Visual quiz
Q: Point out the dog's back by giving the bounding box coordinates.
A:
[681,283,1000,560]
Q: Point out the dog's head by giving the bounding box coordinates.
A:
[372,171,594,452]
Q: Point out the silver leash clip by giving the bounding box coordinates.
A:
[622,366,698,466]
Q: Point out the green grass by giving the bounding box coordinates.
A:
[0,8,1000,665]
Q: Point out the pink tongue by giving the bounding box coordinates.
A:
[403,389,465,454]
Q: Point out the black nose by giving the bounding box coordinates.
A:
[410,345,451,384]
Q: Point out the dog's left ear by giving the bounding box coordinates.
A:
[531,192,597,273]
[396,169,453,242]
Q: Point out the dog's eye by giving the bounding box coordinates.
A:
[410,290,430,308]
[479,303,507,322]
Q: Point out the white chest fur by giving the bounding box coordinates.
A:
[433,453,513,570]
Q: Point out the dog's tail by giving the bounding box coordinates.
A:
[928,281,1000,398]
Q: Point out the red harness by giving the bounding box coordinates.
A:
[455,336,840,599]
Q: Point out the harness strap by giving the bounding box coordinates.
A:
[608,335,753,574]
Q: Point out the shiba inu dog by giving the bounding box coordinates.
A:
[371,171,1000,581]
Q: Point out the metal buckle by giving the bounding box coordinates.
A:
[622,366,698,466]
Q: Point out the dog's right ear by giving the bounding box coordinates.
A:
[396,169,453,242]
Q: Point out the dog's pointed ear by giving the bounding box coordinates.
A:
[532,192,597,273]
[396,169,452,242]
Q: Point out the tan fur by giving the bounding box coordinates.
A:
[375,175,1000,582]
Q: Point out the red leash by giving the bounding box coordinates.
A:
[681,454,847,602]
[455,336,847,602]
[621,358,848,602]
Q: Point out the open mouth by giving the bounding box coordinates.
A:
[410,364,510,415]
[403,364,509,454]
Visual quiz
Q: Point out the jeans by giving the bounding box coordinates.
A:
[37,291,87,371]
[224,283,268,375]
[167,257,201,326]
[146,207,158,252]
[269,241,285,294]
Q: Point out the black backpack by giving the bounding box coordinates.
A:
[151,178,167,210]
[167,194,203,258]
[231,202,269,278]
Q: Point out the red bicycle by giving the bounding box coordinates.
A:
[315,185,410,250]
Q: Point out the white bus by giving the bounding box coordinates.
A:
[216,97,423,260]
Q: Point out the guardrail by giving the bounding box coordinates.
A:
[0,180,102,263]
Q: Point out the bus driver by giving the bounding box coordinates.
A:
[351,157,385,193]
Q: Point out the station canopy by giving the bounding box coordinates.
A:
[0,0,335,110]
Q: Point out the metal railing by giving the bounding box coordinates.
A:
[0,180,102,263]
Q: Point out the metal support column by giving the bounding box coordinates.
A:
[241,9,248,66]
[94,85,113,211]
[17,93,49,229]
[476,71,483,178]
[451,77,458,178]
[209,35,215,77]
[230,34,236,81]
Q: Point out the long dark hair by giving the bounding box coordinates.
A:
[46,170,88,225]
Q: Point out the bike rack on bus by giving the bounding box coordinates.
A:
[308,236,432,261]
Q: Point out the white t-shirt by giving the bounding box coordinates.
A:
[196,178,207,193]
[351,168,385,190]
☆ ☆ ☆
◆ **GOAL OF THE EXERCISE**
Rewrite all of the lines above as a numbered list, leaving out any blank lines.

◆ **COMPLETE OUTPUT**
1. Visual quiz
2. Q: Point out the dog's back by giving the bounding box coordinates.
3. A:
4. [681,283,1000,560]
5. Q: Point out the dog's head by giving the bounding box coordinates.
6. A:
7. [372,171,594,452]
8. Q: Point out the silver leash clip by giving the bounding box coordinates.
9. A:
10. [622,366,698,466]
11. Q: Point out the green grass by giving the bounding box coordinates.
12. A:
13. [0,8,1000,665]
14. Q: Point out the pink tongue by giving the bounding box coordinates.
15. A:
16. [403,389,465,454]
17. Q: Point out the black nose by giving the bounding box coordinates.
18. A:
19. [410,345,451,384]
20. Q: Point out the dog's left ear by giving the bounding box coordinates.
21. A:
22. [531,192,597,273]
23. [396,169,453,242]
24. Q: Point out the dog's eye by giving the bounding box coordinates.
25. A:
26. [410,290,430,308]
27. [479,303,507,322]
28. Q: Point out the white chest fur by giving the bounding box coordinates.
29. A:
30. [433,453,513,570]
31. Q: Point out the dog's tail by giving the bounding box coordinates.
32. A:
33. [928,281,1000,398]
34. Q: Point out the red harness by giving the bounding box coordinates.
35. A:
36. [455,336,840,599]
37. Q: Point out the harness strap by giving the bounding box coordinates.
38. A:
39. [608,335,753,574]
40. Q: Point out the shiba inu dog by giving the bounding box coordinates.
41. A:
42. [371,171,1000,581]
43. Q: Point out the metal buckle by giving the bounding box coordinates.
44. A:
45. [622,366,698,466]
46. Q: Point out the dog's right ear by giving the bounding box coordinates.
47. A:
48. [396,169,453,242]
49. Q: Point out the dog's pointed ear by giving the bounding box coordinates.
50. A:
51. [532,192,597,273]
52. [396,169,452,242]
53. Q: Point out the tan fur by giving the bounding box coordinates.
54. A:
55. [375,175,1000,582]
56. Q: Point out the red leash by giving the bounding box coordinates.
57. A:
58. [681,454,847,602]
59. [455,336,847,602]
60. [621,358,848,602]
61. Q: Point out the open mouth by giving the bounding box coordinates.
62. A:
63. [410,364,510,415]
64. [403,364,509,454]
65. Visual quiz
66. Q: Point out the jeans by giving the bounding box coordinates.
67. A:
68. [37,291,87,371]
69. [224,283,268,375]
70. [167,257,201,326]
71. [146,207,158,252]
72. [269,241,285,294]
73. Q: Point out the black backpack by giving the bounding box coordinates.
74. A:
75. [151,178,167,210]
76. [167,194,203,258]
77. [231,202,269,278]
78. Q: Point out the red bicycle by giving the bounding box coordinates.
79. A:
80. [315,185,410,250]
81. Q: Point out the white bus by giving the bounding box coordinates.
82. A:
83. [216,97,423,260]
84. Q: Point out the guardrail by giving the bounding box coordinates.
85. A:
86. [0,180,102,263]
87. Q: Point out the bus driver by giving the bounding box coordinates.
88. A:
89. [351,157,385,193]
90. Q: Point out the station canopy by giving the bounding box coordinates.
91. A:
92. [0,0,335,110]
93. Q: Point out the metal railing by giving the bounding box coordinates.
94. A:
95. [0,180,102,263]
96. Q: Point out the metal support column by giving the bounding box coordinates.
97. A:
98. [241,9,248,66]
99. [94,85,113,211]
100. [17,93,49,229]
101. [476,71,483,178]
102. [451,77,458,178]
103. [209,35,215,77]
104. [230,34,236,81]
105. Q: Point out the long dark hair by giving the bounding box coordinates.
106. A:
107. [46,170,88,225]
108. Q: Point out the bike rack on bus by giving the bounding box coordinates.
109. A:
110. [308,236,432,261]
111. Q: Point out the white t-shirt by giving the bounding box coordinates.
112. A:
113. [196,178,207,193]
114. [351,168,385,190]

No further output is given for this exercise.